━━━ Supplied data ━━━

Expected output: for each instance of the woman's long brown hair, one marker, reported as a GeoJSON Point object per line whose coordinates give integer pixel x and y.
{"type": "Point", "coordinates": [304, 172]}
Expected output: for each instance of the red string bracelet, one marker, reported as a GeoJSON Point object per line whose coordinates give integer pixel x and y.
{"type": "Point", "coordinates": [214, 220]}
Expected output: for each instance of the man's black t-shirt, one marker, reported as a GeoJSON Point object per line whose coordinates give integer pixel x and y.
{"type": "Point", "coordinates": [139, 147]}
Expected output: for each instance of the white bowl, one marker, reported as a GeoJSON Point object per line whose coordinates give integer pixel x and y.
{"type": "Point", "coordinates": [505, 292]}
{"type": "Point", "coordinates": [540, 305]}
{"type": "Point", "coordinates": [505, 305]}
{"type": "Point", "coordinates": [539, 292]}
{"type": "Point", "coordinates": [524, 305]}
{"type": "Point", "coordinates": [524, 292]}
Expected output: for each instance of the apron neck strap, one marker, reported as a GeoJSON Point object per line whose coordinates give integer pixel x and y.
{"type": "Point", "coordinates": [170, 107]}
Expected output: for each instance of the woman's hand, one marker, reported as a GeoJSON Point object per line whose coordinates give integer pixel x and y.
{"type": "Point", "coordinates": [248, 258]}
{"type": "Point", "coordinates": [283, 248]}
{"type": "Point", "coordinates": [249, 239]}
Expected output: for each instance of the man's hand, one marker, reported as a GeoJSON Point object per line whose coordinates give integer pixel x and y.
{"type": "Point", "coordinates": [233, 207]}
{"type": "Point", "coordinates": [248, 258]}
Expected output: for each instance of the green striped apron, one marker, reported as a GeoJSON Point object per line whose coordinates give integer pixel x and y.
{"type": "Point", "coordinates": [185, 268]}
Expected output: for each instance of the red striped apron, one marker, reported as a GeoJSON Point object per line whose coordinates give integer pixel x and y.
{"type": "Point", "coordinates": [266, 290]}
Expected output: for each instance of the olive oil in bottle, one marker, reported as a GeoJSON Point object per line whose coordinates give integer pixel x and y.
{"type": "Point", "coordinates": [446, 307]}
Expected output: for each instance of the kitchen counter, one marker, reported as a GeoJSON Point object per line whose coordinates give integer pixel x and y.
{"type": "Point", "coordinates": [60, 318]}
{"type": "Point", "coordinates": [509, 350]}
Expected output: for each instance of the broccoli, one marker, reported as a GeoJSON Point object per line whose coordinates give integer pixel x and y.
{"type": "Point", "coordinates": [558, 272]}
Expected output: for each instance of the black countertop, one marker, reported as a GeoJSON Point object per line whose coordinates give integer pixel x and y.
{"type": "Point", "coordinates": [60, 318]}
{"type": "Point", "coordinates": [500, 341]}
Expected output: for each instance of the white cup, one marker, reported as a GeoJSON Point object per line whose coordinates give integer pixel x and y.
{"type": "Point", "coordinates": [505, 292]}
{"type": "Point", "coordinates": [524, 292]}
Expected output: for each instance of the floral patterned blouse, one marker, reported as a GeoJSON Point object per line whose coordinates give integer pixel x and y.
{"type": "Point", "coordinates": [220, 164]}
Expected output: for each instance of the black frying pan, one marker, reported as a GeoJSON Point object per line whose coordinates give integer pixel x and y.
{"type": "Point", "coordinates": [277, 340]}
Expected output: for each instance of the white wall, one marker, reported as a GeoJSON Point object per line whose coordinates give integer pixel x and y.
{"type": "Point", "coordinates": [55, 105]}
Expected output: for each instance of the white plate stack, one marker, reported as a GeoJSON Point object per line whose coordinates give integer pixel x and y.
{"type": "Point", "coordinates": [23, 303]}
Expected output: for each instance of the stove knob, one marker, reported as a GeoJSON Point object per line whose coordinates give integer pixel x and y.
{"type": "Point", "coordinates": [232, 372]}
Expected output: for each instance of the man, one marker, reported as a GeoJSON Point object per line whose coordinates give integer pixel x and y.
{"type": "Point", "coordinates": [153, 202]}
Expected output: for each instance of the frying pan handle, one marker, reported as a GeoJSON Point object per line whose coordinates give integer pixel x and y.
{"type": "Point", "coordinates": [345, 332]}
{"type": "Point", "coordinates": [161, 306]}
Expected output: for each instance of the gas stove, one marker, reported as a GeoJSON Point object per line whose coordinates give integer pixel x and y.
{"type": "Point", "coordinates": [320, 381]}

━━━

## [Direction]
Can you write out everything from the line containing "Expected output: for each instance of the frying" down to the end of the items, requests included, with each pixel coordinate in the answers multiplied by 1.5 and rounded to a whole number, halves rounding up?

## [Expected answer]
Expected output: for each instance of the frying pan handle, one marker, reported as a GeoJSON Point object per line whose coordinates give integer pixel x and y.
{"type": "Point", "coordinates": [518, 498]}
{"type": "Point", "coordinates": [242, 459]}
Expected output: for each instance of the gas stove, one marker, reported as a GeoJSON Point object per line whose coordinates give integer pixel x and y.
{"type": "Point", "coordinates": [480, 572]}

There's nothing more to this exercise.